Segment Start: EXCERPTED TEXT
Sunday, April 21, 2013

2 early leads + 2 blown leads = 2 losses

The slide has reached six with no end in sight.

Hyun-Jin Ryu and Josh Beckett both failed to hold onto early leads, the offense continued to sputter, the bullpen isn't any better, and the Orioles swept the doubleheader on Saturday, 7-5 and 6-1.  The Dodgers are now 7-10 and have been outscored by 21 runs.

And like I said, there's no end in sight.

Saturday afternoon in Camden Yards started out positively enough for the visiting team.  Mark Ellis and Matt Kemp both singled with one out, which led to a three-run bomb from Andre Ethier, his second of the season.

In the second, Justin Sellers actually got a damn hit for once with a one-out single, and Carl Crawford doubled for two on.  A sac-fly RBI by Ellis later, the Dodgers were up 4-0 and feeling good.

Over the next 16 innings, they'd go on to score two whole runs.  In other words, back to business as usual.

The Orioles played longball to get within one.  J.J. Hardy hit a two-run homer in the second, and Nolan Reimold got ahold of a solo shot in the fourth.  In the sixth, the O's took the lead on a sac-fly RBI by Hardy and RBI single from Steve Pearce.

The Dodgers did tie it up in the seventh, but again left 37 men on base to blow a bigger opportunity.  Ellis took a walk with one out, then Kemp managed to hit his second infield single of the game.  With Ellis on third, Pedro Strop uncorked a wild pitch that easily tied the game at 5-5.

Adrian Gonzalez was at the plate, so he was intentionally walked to put two on with one out.  Brian Matusz came in to strikeout Ethier and get Ramon Hernandez to pop up.  Hernandez also struck out with the bases loaded in his previous at-bat.  Just the latest example of the bottom of the order flat out sucking.

Kenley Jansen pitched the seventh and blew away the O's on only 13 pitches.  After the offense failed to do anything in the eighth, he came back out to pitch the eighth.  At this point I'm thinking, "Great, he can get through this inning and at least send it tied into the ninth."  Matt Wieters then grounded out for one down.

That at-bat took only five pitches, so Jansen was clearly still fresh enough to keep going.  But wait a minute, a lefty was coming up next!  Don Mattingly just couldn't sit by and watch a guy who once set a Major League record for K/9 innings pitch to a lefty!  Let's get him out of there and bring in some guy named Paco Rodriguez to pitch to Chris Davis!

And naturally, Davis doubled.  Ronald Belisuckio... uh, I mean Belisario came in and was wild even by his own standards.  Reimold smoked a two-run double, and it was 7-5.

Jim Johnson had a laughably easy time getting his seventh save. 

I'd love to review the nightcap, but it was more of the same.  The Dodgers scored in the first on a sac-fly RBI from Gonzalez, the O's tied it on a Davis homer in the second, and RBI doubles by Manny Machado and Adam Jones in the fifth put the game away.  There's your summary.

I'll try to start with the positives.  Ethier (three-run homer), Jansen (dominating relief), Nick Punto (2-for-3 with a walk in the second game), J.P. Howell (scoreless 1 1/3 innings), and Matt Guerrier (scoreless inning) played well.  Kemp did go 3-for-5 in the first game, but with all due respect to him, two of those hits were lucky infield hits.  Two stolen bases were good.  But once again, nothing even coming close to finding his power swing.
Segment End: EXCERPTED TEXT
Segment Start: SUPPLIED RECORDS
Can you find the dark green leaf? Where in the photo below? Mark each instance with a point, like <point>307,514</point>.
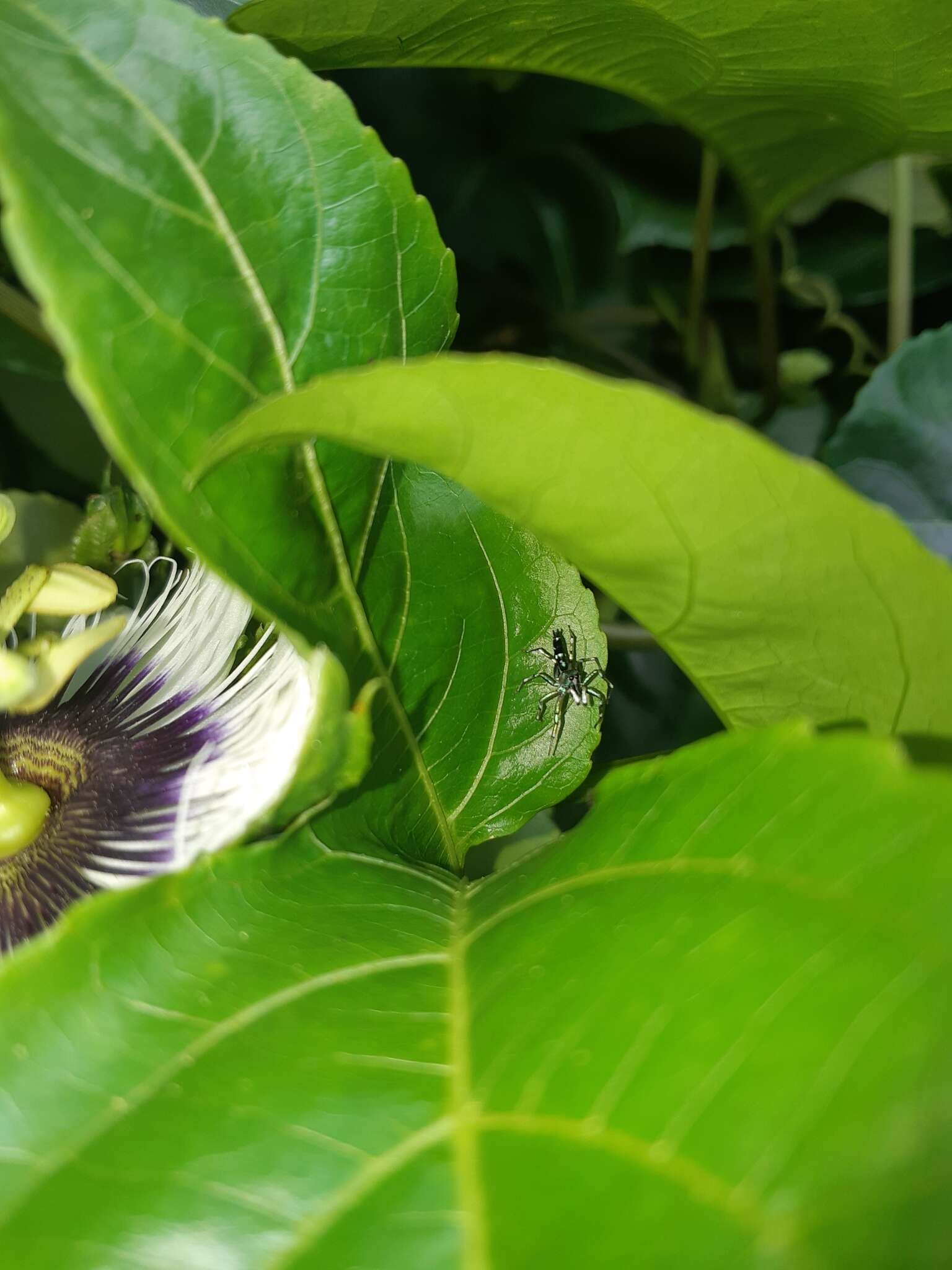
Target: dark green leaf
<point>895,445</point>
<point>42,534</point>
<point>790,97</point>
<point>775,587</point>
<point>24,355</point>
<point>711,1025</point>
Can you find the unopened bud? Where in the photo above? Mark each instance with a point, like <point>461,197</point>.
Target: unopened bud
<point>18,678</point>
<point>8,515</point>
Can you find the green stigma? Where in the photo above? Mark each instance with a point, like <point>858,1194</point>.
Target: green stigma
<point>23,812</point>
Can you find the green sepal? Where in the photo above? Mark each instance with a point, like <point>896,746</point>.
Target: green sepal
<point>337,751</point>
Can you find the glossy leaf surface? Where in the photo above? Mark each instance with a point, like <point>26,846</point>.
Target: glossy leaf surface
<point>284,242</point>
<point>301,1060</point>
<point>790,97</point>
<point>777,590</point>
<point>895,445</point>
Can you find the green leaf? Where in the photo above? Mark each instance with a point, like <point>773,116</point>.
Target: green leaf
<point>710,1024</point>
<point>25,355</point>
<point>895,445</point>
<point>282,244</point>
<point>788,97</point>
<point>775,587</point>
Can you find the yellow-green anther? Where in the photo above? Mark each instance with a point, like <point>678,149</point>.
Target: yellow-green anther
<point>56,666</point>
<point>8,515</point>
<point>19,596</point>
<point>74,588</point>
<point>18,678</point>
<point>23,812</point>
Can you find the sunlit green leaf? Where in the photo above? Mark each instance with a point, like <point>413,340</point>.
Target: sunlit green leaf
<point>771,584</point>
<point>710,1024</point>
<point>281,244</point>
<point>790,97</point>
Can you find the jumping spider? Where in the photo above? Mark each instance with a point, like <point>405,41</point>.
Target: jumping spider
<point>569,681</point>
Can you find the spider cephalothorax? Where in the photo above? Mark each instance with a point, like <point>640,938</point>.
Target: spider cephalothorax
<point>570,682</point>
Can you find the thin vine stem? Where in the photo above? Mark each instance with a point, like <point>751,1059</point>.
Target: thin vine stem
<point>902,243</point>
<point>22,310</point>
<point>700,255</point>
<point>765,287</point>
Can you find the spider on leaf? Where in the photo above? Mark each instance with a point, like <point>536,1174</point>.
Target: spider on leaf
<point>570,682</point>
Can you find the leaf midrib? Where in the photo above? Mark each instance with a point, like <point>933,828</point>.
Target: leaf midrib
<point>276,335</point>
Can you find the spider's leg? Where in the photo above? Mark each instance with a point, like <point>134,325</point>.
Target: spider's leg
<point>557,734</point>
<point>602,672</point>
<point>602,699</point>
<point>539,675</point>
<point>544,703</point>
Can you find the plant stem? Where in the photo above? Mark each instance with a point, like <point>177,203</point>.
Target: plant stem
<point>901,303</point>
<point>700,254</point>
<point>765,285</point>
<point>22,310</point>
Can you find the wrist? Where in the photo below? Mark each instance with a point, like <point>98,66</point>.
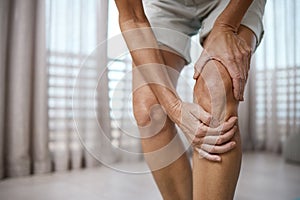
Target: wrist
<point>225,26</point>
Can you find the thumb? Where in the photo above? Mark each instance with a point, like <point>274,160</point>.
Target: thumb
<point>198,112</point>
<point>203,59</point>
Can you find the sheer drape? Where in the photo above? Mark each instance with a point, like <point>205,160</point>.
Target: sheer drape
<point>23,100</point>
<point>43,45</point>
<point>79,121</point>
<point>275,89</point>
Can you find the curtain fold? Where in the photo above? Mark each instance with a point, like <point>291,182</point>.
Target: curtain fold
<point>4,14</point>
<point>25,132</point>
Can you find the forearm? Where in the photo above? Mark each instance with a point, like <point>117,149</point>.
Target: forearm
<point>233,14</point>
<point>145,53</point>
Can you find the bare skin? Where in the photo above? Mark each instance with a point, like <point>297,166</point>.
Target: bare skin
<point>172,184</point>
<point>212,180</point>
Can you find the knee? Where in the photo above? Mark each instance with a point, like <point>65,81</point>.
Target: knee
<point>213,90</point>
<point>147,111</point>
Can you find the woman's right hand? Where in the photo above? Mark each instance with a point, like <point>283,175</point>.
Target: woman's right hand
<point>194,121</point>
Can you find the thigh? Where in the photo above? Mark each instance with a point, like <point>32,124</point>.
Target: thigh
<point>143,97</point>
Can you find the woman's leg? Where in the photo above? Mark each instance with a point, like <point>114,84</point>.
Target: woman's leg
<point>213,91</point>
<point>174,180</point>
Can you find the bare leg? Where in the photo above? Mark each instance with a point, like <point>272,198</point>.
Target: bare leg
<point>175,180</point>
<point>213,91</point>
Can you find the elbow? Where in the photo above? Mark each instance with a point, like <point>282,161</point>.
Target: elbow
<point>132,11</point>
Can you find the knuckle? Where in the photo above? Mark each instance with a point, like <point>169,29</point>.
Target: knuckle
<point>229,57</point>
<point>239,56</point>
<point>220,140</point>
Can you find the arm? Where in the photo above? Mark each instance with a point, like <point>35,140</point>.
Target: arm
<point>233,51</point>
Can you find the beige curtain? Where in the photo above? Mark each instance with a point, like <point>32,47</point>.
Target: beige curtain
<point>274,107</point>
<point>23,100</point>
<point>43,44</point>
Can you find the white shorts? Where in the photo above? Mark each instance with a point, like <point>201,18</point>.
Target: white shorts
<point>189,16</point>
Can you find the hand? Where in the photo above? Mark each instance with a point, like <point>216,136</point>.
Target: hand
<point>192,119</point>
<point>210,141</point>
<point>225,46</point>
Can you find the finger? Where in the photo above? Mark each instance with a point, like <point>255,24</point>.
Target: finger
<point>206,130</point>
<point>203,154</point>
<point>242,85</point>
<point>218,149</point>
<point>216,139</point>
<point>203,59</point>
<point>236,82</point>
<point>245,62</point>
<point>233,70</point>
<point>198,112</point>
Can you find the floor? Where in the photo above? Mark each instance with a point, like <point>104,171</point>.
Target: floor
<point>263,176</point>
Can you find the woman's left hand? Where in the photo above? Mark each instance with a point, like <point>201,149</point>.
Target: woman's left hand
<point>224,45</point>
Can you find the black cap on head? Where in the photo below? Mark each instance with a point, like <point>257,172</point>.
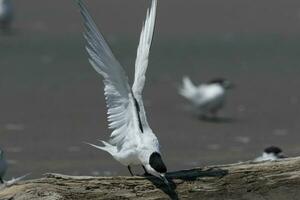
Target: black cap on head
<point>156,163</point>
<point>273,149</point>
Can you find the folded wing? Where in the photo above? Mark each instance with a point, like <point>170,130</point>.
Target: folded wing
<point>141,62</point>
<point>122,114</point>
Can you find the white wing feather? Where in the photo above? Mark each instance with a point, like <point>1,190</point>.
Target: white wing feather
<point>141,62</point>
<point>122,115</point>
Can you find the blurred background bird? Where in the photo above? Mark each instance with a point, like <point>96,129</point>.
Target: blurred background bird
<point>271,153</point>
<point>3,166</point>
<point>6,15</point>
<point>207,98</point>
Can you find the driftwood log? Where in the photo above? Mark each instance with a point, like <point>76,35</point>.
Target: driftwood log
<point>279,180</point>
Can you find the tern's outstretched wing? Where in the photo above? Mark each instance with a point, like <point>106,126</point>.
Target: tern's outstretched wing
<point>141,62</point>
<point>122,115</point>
Segment End: SUPPLIED RECORDS
Segment Start: SUPPLIED RECORDS
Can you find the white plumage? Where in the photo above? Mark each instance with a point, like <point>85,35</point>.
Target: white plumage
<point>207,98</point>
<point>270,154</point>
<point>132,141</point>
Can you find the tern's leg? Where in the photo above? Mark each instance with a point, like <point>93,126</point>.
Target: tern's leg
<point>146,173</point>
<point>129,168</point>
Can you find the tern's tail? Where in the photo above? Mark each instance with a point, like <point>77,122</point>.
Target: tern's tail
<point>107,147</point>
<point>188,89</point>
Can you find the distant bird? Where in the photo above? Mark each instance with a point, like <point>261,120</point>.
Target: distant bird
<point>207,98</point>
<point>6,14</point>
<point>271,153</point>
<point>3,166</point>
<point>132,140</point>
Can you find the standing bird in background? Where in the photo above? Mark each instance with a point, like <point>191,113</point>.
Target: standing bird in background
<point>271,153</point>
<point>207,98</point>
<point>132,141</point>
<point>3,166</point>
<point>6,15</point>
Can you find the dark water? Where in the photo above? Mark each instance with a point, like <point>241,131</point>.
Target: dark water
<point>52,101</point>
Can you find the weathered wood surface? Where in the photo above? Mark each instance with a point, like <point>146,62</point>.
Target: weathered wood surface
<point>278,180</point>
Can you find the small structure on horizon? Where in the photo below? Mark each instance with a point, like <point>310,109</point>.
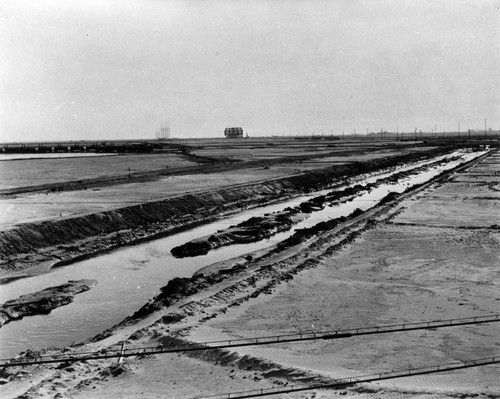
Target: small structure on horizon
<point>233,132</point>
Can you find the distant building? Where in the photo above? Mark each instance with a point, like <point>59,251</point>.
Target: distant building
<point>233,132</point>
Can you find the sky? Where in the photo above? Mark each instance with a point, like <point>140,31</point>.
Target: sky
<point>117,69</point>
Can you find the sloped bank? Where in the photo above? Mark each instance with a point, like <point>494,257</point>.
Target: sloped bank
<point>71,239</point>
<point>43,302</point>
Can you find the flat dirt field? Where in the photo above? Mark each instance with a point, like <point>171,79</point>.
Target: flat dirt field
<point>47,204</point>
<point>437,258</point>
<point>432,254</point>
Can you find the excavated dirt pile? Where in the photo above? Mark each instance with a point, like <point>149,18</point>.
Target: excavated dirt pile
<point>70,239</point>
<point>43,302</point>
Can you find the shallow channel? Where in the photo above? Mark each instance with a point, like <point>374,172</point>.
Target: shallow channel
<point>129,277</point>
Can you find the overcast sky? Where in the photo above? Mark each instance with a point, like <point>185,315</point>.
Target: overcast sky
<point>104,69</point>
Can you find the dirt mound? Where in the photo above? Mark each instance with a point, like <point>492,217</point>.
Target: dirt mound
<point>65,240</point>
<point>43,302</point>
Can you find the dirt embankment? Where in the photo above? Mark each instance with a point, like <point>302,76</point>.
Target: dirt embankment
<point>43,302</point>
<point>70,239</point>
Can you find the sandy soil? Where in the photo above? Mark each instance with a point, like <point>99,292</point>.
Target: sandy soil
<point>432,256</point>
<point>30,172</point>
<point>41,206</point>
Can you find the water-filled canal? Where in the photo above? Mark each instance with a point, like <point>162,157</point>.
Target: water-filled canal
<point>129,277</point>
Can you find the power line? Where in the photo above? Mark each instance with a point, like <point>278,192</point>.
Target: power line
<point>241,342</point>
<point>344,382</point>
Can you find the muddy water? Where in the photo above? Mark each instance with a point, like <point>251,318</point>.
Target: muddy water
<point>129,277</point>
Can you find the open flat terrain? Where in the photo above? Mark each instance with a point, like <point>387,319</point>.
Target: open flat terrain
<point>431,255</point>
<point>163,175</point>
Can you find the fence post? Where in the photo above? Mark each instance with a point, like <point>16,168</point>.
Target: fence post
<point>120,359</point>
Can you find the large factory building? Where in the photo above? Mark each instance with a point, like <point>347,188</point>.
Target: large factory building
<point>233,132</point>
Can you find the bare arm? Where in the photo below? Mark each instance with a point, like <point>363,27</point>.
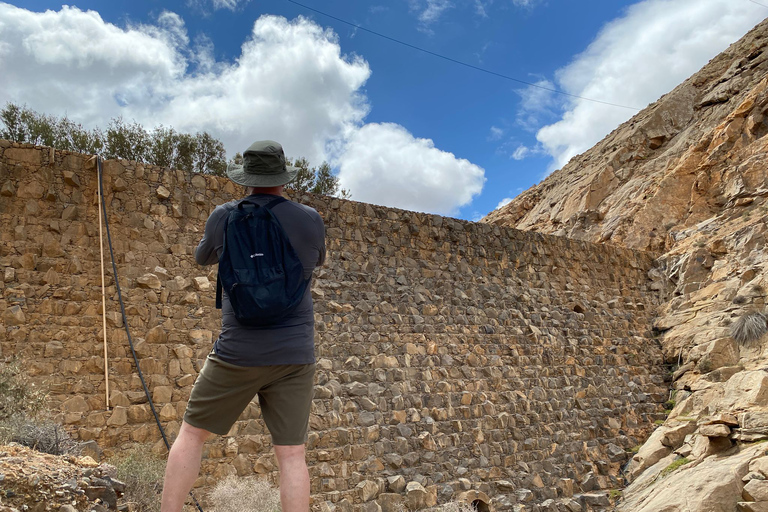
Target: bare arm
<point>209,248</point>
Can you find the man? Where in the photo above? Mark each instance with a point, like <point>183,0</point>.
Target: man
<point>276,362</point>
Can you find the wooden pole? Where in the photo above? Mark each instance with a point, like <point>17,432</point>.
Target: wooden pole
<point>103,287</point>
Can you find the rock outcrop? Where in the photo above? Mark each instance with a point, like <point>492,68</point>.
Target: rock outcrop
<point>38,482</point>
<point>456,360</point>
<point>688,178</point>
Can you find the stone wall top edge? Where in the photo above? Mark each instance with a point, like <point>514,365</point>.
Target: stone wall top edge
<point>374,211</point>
Segment End: SUPPLIED RECORDS
Segment Start: SUPPLIED RECORDS
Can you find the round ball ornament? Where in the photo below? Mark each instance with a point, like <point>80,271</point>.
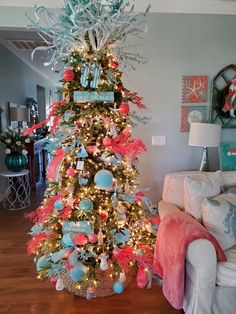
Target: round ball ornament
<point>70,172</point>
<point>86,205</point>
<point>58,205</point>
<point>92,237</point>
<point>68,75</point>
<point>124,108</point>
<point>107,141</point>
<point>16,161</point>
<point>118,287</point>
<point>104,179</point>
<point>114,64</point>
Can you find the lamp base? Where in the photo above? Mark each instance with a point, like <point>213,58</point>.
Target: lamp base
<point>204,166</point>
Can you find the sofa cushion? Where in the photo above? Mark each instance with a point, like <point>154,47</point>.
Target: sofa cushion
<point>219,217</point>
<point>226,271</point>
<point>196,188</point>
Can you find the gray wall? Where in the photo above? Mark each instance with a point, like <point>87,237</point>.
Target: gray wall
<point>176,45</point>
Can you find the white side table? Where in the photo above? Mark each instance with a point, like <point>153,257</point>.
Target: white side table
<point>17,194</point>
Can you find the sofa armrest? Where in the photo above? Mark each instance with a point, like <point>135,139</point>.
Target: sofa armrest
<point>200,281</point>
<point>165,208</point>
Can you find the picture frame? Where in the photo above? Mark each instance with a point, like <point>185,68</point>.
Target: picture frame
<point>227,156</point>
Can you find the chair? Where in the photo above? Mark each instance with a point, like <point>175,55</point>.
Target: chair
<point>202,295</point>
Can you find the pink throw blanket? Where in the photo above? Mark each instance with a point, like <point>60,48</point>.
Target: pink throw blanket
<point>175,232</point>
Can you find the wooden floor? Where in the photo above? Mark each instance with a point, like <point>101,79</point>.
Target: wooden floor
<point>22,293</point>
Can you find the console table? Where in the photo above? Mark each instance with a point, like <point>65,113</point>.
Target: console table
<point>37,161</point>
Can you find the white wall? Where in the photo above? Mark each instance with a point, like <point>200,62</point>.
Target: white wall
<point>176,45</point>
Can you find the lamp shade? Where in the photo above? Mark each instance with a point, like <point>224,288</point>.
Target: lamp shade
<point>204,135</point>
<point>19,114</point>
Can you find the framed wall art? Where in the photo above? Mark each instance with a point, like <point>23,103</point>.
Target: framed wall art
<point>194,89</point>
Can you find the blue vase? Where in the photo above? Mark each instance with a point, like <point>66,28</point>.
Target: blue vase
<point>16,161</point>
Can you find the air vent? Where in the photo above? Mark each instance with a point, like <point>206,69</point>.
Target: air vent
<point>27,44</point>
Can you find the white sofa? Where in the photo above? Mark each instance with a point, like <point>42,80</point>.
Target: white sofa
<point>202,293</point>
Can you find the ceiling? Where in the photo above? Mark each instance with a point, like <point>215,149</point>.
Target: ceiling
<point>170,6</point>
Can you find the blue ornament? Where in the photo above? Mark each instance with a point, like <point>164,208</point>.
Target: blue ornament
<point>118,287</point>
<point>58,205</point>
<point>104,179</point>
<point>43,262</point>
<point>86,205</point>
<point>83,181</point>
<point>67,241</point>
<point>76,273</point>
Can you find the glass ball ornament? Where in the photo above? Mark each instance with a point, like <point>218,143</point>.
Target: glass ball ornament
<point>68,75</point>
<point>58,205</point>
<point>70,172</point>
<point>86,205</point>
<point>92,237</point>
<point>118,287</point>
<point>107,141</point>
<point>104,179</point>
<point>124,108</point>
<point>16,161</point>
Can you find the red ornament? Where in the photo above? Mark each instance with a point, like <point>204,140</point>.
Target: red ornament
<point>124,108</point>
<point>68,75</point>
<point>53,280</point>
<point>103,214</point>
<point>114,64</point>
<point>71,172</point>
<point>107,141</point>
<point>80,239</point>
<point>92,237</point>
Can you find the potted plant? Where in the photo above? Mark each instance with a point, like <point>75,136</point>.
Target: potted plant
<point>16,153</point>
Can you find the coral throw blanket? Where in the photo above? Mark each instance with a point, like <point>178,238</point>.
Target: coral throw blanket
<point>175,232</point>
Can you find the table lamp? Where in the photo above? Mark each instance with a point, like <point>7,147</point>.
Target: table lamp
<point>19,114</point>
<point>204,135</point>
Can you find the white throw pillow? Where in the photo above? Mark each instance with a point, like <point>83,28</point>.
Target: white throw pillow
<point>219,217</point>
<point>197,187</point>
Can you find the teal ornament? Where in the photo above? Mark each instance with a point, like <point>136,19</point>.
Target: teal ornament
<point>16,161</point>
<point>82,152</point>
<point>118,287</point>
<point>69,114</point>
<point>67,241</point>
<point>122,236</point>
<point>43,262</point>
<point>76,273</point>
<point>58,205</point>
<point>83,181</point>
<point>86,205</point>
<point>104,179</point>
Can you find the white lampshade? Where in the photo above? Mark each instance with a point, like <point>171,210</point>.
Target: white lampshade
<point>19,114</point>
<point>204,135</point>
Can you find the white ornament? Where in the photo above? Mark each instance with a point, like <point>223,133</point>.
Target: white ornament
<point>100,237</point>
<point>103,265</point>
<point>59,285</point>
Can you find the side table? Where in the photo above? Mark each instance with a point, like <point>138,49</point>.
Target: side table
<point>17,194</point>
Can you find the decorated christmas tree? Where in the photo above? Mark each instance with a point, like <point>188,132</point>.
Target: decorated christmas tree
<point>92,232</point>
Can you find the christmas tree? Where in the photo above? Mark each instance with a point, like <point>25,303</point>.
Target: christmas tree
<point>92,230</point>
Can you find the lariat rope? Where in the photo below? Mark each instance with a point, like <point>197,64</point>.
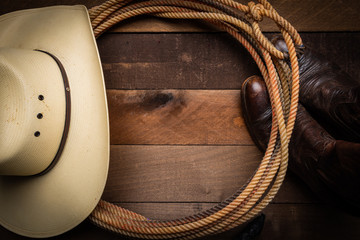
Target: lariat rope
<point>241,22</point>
Segment End: SUPPLIED RECORDS
EXERCISE INSTRUCTIONS »
[1] In the Dodgers doubleheader recap, who hit the three-run homer in the first inning of the first game?
[2] Sum up the Dodgers doubleheader recap in two sentences.
Answer using the text alone.

EXERCISE SOLUTIONS »
[1] Andre Ethier

[2] The Dodgers lost both games of a Saturday doubleheader to the Orioles, 7-5 and 6-1, stretching their slide to six games and dropping them to 7-10. In the first game they gave up an early 4-0 lead, and after Don Mattingly took out Kenley Jansen in the eighth, Chris Davis doubled and Nolan Reimold hit a two-run double to put Baltimore ahead 7-5.